• **ASSIGNMENT 1**
Answer these about the blog post:
(a) At what time was the writer's rendezvous with the lavender bridesmaid dress?
(b) Where did the writer stop to buy an iced-Chai Latte?
(c) What is the name of the writer's realtor?
• **ASSIGNMENT 2**
Retype the part of the blog post that opens with the words containing "On a Tuesday" and closes with "like Steven Spielberg.".

• **EXERCISE PASSAGE**
BEGIN

Tuesday, July 12, 2011

When It's Right, You'll Know It

Even in its state of disrepair, I knew I'd
found my home.

   On a Tuesday morning in mid-June, I found myself once more driving past the familiar Talladega Super Speedway. on my way to Atlanta. I had an 11:30 rendezvous with a lavender bridesmaid dress. My friend Kaye is getting married for the first time and I was happy to oblige her request that I stand up in her honor. "I'll wear a feed sack, if that's what you want," I said, although I was relieved to find she had selected a fashionable forties-style knee-length number instead. Two years ago, Kaye met her true love, and they are destined to be wed in July. When I met her husband-to-be, Todd, I could understand why she knew he was "the one" within a few short weeks of their meeting. He had all the right stuff: smart, self-aware, very kind and compassionate, with a great sense of humor—plus he looks like Steven Spielberg.
   I stopped at the Starbucks in Oxford to fuel up on an iced-Chai Latte and called my realtor, Shirley, who was anxious to hear my reaction to the inspection report on the house I had contracted to purchase. After my first ill-fated attempt at home buying, I now had my financial ducks in a row and was ramping up for the big commitment. In hindsight, I was grateful that first house fell through. The initial disappointment gave way to clarity, and I knew more now about what I required in a home—specifically, what I could live without and what was essential to my happiness.

END

• **EXERCISE DATA**
BEGIN

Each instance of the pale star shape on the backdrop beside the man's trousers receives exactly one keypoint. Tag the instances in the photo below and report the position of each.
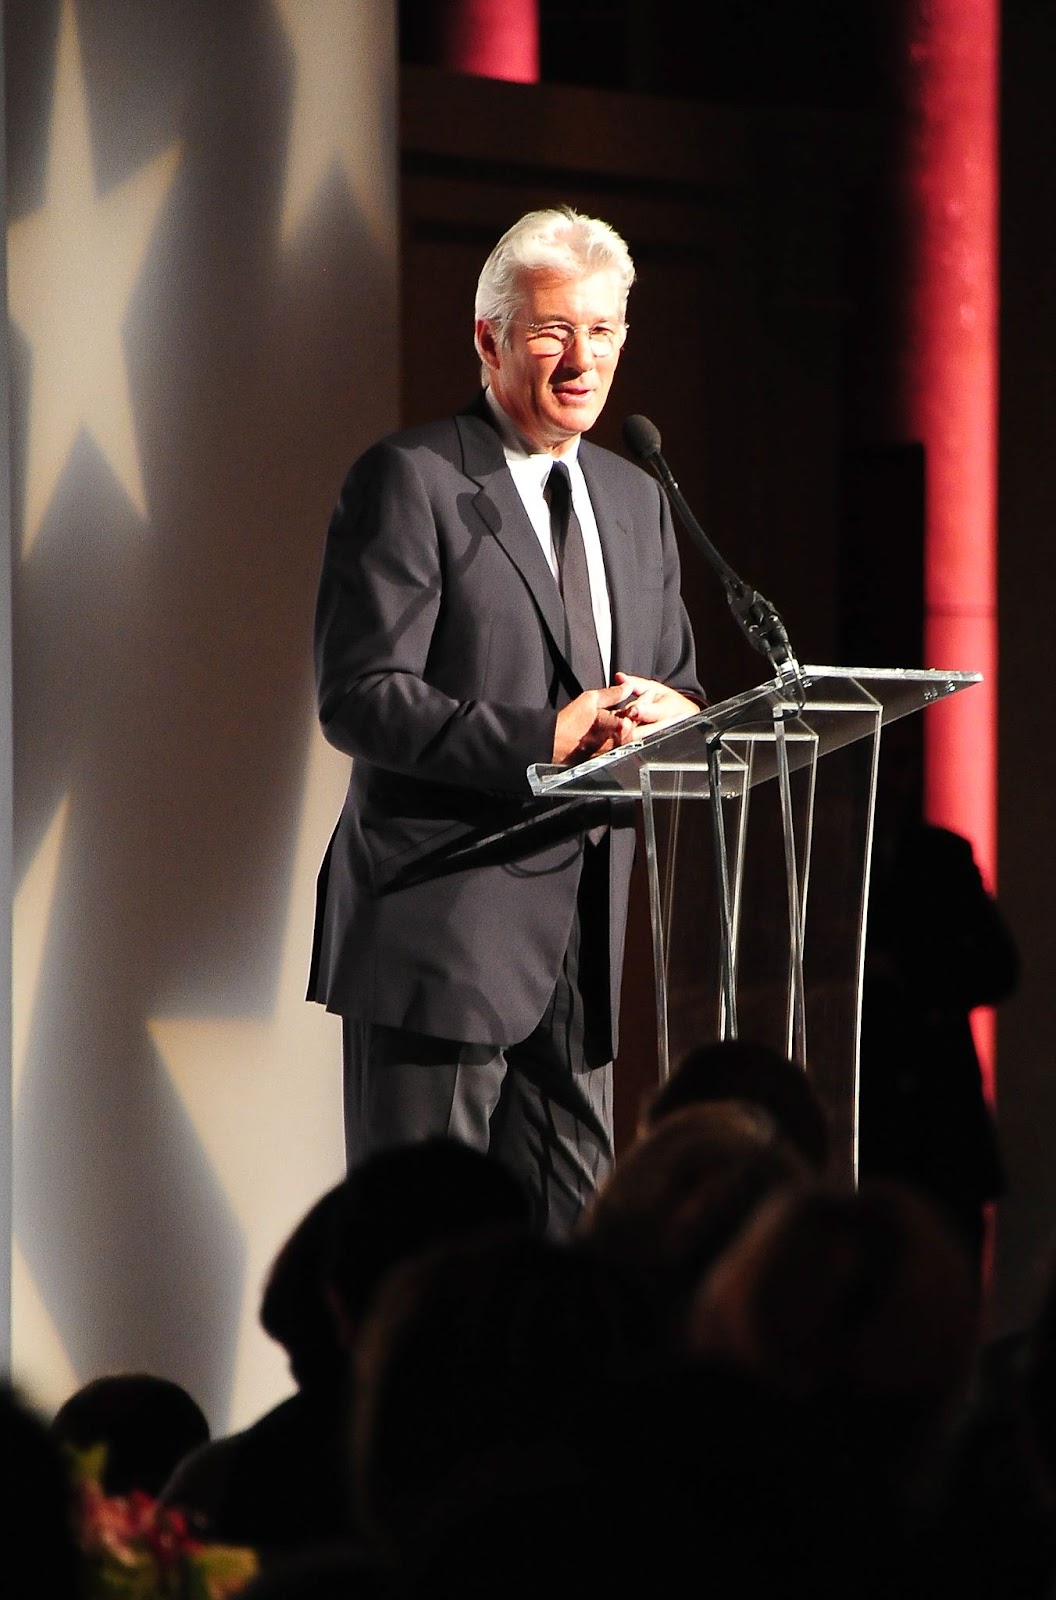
(234, 1081)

END

• **TASK SOLUTION 1**
(a) 11:30
(b) The Starbucks in Oxford
(c) Shirley

• **TASK SOLUTION 2**
On a Tuesday morning in mid-June, I found myself once more driving past the familiar Talladega Super Speedway. on my way to Atlanta. I had an 11:30 rendezvous with a lavender bridesmaid dress. My friend Kaye is getting married for the first time and I was happy to oblige her request that I stand up in her honor. "I'll wear a feed sack, if that's what you want," I said, although I was relieved to find she had selected a fashionable forties-style knee-length number instead. Two years ago, Kaye met her true love, and they are destined to be wed in July. When I met her husband-to-be, Todd, I could understand why she knew he was "the one" within a few short weeks of their meeting. He had all the right stuff: smart, self-aware, very kind and compassionate, with a great sense of humor—plus he looks like Steven Spielberg.